**EXTRACT**
The rush to disassociate ourselves from the work of hands is typified in Sydney Hermant’s master’s theses, on display at the University of British Columbia. [It could be anywhere, but this is a sample that just came in over the e-transom.] Ms. Hermant takes a page out of Jessica Stockholder’s play book. Ms. Stockholder is a department head at Yale; Ms. Hermant is in Vancouver. No matter. The give-a-damn anaesthesia on show has gone global. It looks the same everywhere.
The installation is a magpie jumble of acrylic paint, paint cans (elegantly termed vessels in the press release), newspapers, glue, chicken wire, fibreboard and rope. Dimensions are congenially variable. The University gallery bills the work this way:
Sydney Hermant’s aggregates of disposable materials and automatic processes result in sculptural installations of petrified paint. She uses ubiquitous materials such as coffee cups and plastic bottles to enact precariously balanced systems of materials that drip paint to make artwork over time. Her practice embraces a variety of forms that reflect on the notions of productive and unproductive uses of free time through rigorous hobbyism.
There is a phrase to love: rigorous hobbyism. As unemployment stretches skyward, rigorous hobbyism could really catch on. It would lend contemporary art the social function it craves for itself.
Ms. Hermant’s master’s thesis at the University of British Columbia, where her aggregates of detritus will be on view, is heir to Duchamp’s Fountain. While the urinal, in its day, was more or less a one-off, by now the overwhelming proportion of academically-approved art shares its nature and attributes. Post-modernist is really not the word for it. This sort of thing is post-industrial folk art. It carries papers, authorized from institutions in the business of selling credentials instead of skills.
More than two decades ago, Peter Fuller commented on the phenomenon:
In my time as a critic, considerable prominence has been give to ‘works of art’ of a kind previously unseen. That is, works which embody no imaginative, nor indeed physical [emphasis mine], transformation of materials; no sense of belonging to any of the particular arts, such as painting, sculpture, drawing, engraving, etc.; no sense of tradition or skill. Such works possess no identifiable aesthetic qualities and offer, in my view at least, no opportunity for aesthetic experience or evaluation.
Fuller laid the blame at the door of art education, a movement—and it is that—debilitating the concept of fine art. He takes aim at “art educationalists” who debunk Beauty as a necessary quality and “Craft, with its necessary connotation of old-fashioned hard work.”
So far, so good. And true. But what comes next leaves us back where we started, mired in the overall anaesthetization of the culture. Where does Fuller turn for help in reversing contemporary hostility toward the very idea of aesthetic values? To Prince Charles! The Prince of Wales has gone mano-a-mano with the architectural establishment over the years. There is no taking that away from him. But his spats have been more about ideology—sustainability—than aesthetics. And Poundbury, his master project and dream village, is no jewel in his crown as either an architect or an urban planner. Critics say it is falling apart, due to inferior materials and—wait for it—lack of skills. But, oh! The concept! The intention!
More on this tomorrow, Labor Day.
© 2010 Maureen Mullarkey
Update: Someone emailed to ask if a drug dealer could be considered a rigorous hobbyist. Yes, I think so. Though I like undocumented pharmacist better.
Note: The original image of Hermant’s work has dropped off the web. Hence, a slightly more recent replacement.

**LISTED RECORDS**
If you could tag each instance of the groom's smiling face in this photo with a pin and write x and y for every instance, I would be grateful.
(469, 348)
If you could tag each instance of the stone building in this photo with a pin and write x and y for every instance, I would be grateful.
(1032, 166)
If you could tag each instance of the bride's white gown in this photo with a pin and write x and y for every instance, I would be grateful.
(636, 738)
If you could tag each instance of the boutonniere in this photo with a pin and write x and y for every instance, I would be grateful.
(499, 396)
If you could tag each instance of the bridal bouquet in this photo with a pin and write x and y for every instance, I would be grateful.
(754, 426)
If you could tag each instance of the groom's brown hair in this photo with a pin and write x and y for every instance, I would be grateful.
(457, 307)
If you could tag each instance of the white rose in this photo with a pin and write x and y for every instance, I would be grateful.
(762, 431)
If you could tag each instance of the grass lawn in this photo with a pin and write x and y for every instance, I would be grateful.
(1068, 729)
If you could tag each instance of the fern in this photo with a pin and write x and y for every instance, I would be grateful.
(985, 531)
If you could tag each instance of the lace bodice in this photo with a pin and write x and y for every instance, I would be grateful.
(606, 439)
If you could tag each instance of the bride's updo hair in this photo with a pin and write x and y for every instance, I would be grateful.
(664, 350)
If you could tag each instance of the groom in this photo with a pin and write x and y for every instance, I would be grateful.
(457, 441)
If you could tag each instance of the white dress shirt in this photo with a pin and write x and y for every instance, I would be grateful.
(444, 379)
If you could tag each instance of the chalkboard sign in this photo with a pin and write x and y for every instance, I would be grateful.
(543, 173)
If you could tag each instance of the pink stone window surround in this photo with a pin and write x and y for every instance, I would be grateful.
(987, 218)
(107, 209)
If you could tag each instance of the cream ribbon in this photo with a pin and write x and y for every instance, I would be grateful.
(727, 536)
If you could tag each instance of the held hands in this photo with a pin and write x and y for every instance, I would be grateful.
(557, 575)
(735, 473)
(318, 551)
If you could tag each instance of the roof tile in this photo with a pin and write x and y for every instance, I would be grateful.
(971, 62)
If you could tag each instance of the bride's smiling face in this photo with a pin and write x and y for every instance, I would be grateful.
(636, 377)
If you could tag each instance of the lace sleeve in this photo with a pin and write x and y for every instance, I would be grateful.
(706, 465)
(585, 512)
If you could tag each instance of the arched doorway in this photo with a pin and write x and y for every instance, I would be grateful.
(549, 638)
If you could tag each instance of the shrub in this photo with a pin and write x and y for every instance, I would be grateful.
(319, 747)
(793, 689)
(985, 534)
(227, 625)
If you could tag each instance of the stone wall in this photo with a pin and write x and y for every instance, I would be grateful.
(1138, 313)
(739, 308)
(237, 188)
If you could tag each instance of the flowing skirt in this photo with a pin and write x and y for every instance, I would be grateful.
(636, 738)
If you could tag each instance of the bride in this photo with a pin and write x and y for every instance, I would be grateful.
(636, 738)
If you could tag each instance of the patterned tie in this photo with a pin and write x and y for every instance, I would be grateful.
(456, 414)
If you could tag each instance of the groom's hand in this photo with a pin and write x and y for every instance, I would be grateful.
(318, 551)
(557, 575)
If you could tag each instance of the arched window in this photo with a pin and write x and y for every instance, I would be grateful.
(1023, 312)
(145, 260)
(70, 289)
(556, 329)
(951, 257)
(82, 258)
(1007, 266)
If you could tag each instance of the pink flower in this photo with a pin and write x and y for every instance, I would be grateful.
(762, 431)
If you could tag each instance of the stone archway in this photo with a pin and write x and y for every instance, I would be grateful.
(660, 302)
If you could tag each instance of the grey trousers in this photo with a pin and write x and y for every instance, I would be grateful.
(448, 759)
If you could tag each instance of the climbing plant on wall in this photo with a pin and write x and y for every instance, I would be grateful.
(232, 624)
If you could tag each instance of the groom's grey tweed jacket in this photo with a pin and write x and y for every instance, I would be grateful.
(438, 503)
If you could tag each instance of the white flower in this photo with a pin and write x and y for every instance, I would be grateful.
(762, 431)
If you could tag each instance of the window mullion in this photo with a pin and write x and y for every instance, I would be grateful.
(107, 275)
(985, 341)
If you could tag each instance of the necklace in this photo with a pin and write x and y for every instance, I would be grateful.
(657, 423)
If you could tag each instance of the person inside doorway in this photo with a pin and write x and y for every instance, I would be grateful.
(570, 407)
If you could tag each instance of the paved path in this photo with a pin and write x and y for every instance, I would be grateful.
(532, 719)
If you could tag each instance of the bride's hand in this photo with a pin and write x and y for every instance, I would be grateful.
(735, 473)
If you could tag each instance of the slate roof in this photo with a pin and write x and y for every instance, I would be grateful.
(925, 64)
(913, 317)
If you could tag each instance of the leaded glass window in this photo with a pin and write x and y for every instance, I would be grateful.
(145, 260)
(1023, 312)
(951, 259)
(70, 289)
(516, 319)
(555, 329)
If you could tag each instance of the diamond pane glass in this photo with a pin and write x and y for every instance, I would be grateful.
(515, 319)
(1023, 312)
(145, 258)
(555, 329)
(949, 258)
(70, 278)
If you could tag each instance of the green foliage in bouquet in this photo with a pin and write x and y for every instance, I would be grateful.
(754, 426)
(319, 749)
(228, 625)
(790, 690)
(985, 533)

**WORK TO COMPLETE**
Rewrite the stretch from "So far, so good." through "concept! The intention!" of the text on art and skill, replacing "dream village" with "model town".

**EXERCISE RESULT**
So far, so good. And true. But what comes next leaves us back where we started, mired in the overall anaesthetization of the culture. Where does Fuller turn for help in reversing contemporary hostility toward the very idea of aesthetic values? To Prince Charles! The Prince of Wales has gone mano-a-mano with the architectural establishment over the years. There is no taking that away from him. But his spats have been more about ideology—sustainability—than aesthetics. And Poundbury, his master project and model town, is no jewel in his crown as either an architect or an urban planner. Critics say it is falling apart, due to inferior materials and—wait for it—lack of skills. But, oh! The concept! The intention!